▸ **Provided text**
* * * *
The third part of the process deals with uploading the reports and models to GitHub. The reports will be uploaded to the repository of the resource it relates to, and the models will be uploaded to a VertNet administrative repository. Currently, it is being uploaded to one of my personal repositories, but that will change with the actual final version. All the code related to this part of the process is in the uploadToGithub.py module.

This process is divided into two steps: uploading the reports and uploading the models. If the script is run in beta-testing mode, a first function called beta_testing will shrink the list of resources, leaving only those belonging to beta-testing organizations.

Upload of the reports

The function that deals with this step is called put_store_reports. This function is a wrapper for putting the reports in GitHub and storing them in the local file system, in JSON format. The code that puts the reports in GitHub is under the put_all function.

First, a list with all resources is created, in pubs_to_check = reports.keys() (line 38). All the successfully finished resources will be popped from this list, and in the end only those that failed will remain. Then, the function iterates over the list of resources.

For each resource, the function calls the get_org_repo function to extract the name of the GitHub organization and repository, and then calls the put_report function with those variables and the reports.

The put_report function is the one that uploads the reports to the resources' repositories. It first populates all the needed variables and then launches the PUT request. The request (line 107) needs 3 elements:

The URL of the request. In our case, the URL takes the form of https://api.github.com/repos/{0}/{1}/contents/{2}, where {0} is the organization, {1} is the repository and {2} is the path to the file within the repository
A 'data' parameter, with a JSON object that contains three elements: (1) a message, in our case somthing like "Usage report for 2014/08), (2) a commiter, in our case {'name': 'VertNet', 'email': 'vertnetinfo@vertnet.org'}, and (3) the content to upload, in our case the text of the report. The content must be base64 encoded in order to be accepted by GitHub.
* * * *
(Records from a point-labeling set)

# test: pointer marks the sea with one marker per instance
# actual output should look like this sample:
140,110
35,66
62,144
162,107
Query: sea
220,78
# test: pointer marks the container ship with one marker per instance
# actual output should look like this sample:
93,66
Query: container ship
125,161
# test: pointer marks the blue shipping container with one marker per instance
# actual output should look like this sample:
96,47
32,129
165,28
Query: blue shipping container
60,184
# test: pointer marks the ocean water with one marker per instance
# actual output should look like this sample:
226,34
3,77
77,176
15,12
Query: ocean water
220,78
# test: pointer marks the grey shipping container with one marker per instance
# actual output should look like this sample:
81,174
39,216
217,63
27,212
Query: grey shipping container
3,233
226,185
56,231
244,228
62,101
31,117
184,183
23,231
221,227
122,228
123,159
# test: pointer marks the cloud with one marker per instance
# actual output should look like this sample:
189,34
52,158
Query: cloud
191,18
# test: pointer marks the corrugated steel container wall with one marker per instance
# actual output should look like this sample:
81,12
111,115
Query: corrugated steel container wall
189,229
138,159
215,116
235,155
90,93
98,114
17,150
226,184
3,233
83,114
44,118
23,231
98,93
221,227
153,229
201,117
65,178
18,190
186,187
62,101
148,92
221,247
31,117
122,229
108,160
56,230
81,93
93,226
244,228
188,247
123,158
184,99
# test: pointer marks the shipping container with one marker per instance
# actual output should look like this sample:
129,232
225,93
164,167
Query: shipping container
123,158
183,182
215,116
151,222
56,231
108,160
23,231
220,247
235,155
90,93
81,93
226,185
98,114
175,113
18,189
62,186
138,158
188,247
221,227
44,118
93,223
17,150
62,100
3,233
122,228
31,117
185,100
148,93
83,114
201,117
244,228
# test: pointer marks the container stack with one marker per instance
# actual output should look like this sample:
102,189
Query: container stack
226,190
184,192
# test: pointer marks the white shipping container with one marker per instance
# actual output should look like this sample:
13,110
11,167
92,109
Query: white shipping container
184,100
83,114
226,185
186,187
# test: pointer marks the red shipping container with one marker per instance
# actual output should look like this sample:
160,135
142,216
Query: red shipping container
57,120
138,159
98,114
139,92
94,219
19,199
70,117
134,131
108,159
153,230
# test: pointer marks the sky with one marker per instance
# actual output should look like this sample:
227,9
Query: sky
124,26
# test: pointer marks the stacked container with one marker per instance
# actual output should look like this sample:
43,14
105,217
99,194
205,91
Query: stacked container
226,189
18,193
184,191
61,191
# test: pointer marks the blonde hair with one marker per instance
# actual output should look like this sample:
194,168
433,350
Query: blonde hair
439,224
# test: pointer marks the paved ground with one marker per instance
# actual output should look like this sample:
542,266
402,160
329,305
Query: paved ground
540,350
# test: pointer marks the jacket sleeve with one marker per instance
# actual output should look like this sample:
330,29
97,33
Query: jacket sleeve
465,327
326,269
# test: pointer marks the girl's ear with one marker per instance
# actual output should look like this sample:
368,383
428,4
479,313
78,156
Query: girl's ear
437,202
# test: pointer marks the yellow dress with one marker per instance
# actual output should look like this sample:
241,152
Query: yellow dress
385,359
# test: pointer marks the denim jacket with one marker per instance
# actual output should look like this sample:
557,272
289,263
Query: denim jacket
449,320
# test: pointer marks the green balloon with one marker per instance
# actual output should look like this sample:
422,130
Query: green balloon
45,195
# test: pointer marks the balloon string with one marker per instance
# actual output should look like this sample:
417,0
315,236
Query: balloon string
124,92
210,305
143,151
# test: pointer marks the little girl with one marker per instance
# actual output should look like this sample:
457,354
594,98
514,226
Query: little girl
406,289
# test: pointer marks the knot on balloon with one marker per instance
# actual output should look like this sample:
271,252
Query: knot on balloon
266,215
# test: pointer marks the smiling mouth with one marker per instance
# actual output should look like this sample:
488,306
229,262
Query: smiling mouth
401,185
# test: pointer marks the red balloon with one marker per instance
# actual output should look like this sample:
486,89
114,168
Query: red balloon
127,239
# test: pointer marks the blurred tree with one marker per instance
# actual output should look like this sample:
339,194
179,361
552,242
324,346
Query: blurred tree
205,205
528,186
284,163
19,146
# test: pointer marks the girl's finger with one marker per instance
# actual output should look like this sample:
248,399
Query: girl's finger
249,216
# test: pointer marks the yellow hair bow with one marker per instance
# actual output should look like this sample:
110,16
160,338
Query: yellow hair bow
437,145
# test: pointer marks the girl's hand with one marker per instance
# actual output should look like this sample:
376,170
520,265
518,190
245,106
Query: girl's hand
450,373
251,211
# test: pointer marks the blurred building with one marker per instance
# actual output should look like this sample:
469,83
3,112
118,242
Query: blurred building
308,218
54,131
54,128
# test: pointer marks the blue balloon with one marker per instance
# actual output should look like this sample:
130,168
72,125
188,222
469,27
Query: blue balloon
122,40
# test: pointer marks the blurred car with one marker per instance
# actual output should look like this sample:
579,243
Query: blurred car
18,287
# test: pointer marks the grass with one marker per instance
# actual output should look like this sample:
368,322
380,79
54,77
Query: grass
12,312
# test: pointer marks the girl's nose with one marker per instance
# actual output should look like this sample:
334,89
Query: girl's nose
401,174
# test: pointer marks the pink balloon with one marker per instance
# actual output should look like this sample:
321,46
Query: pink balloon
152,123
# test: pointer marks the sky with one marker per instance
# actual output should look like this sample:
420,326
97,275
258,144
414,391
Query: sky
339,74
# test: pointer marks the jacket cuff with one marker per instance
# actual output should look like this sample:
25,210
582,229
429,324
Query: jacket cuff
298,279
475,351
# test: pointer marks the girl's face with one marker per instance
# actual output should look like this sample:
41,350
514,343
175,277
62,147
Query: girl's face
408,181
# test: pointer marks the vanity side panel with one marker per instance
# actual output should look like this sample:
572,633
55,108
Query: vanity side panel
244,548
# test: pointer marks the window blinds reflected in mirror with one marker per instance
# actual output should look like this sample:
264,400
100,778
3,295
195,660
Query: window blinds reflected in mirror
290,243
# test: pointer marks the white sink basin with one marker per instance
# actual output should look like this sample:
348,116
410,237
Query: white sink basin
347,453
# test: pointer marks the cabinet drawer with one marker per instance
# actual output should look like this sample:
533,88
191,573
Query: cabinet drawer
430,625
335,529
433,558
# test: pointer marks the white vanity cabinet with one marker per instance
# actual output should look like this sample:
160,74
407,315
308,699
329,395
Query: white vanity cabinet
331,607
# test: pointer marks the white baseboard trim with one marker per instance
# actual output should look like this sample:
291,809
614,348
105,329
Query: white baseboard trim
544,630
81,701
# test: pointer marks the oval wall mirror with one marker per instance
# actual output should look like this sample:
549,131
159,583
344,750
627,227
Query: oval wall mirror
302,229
* * * *
▸ **Actions to take**
A – Transcribe the passage on uploading reports to GitHub, everything from "The put_report function is" down to "accepted by GitHub.".
B – Go on with the passage on uploading reports to GitHub, picking up right after its last sentence.
The material has no part in any of this.

▸ **Results for each task**
A –
The put_report function is the one that uploads the reports to the resources' repositories. It first populates all the needed variables and then launches the PUT request. The request (line 107) needs 3 elements:

The URL of the request. In our case, the URL takes the form of https://api.github.com/repos/{0}/{1}/contents/{2}, where {0} is the organization, {1} is the repository and {2} is the path to the file within the repository
A 'data' parameter, with a JSON object that contains three elements: (1) a message, in our case somthing like "Usage report for 2014/08), (2) a commiter, in our case {'name': 'VertNet', 'email': 'vertnetinfo@vertnet.org'}, and (3) the content to upload, in our case the text of the report. The content must be base64 encoded in order to be accepted by GitHub.

B –
A 'headers' parameter, basically with authentication. The 'headers' paramenter must have a 'User-Agent' element, in our case 'VertNet', and an authorization token. If the process is run intesting mode, the token will allow uploading to the testing repository (currently, one of my personal repos); otherwise, it will allow uploading the reports to any organization VertNet has access to.

If the PUT request is successful, the function will return two values: the url of the git object and the SHA. Both are required for further accessing the object via API, and they will later be stored in an administrative repository.

Sometimes, the process might fail in the middle of uploading the reports and it has to be launched again. For those cases, the function is ready to handle the case that the report is already there. If we try to PUT a file that is already there, the API returns a 422 code, and that is handled by the function in lines 116-126.

If the request fails, it gets logged.

This whole PUT request is done twice, one for the txt report and another one for the html report. Between both, the system waits for 2 seconds. It looks like it is a common issue for the API to fail if too many requests are sent within a short period of time. Therefore, each request is separated from the previous request by at least a couple seconds.

Ideally, the two PUT requests will succeed (and this is what happens most of the time). But, as a last measure of consistency, if only one of them succeeds, the other one will be deleted and the whole resource will need to be re-uploaded. This gives a transaction-like consistency feeling when uploading resources: either all reports are upladed or none. If fail, the upload will be attempted again automatically. There is a maximum amount of retries for this, specified in line 41.

After putting the reports, the git_urls variable (with org, repo, paths, git_urls and SHAs for all reports for all resources) is saved in a local file, for the record.

Upload of the models

This step only gets executed if we are not in testing mode. Its aim is to store the models in a VertNet administrative repository, to be able to get the values from the previous month directly and re-do the reports if the formatting changes. The function that performs this step is store_models.

The process of uploading the models is the same as the one for uploading the reports. Currently, the models are uploaded to one of my personal repositories, but this will be changed with the final version of the process.

Besides, the URLs of the models are appended to an existing file, the one that is used by find_last_report, in the 'Build the model' section of the generateReports.py module description.

Then, uploadToGithub.py returns the dictionary of git urls, with all the information needed to create amd deliver the issues to notify the users.

Create issues for each uploaded report

The last part of the process deals with creating issues in the GitHub platform to deliver an email to each user 'watching' the repository, to make them aware of the existence of a new report. All the code related to this part of the process is in the addIssueToGithub.py module.

The module is divided in two sections: generate issues for resources with a report and generate issues for resources without a report.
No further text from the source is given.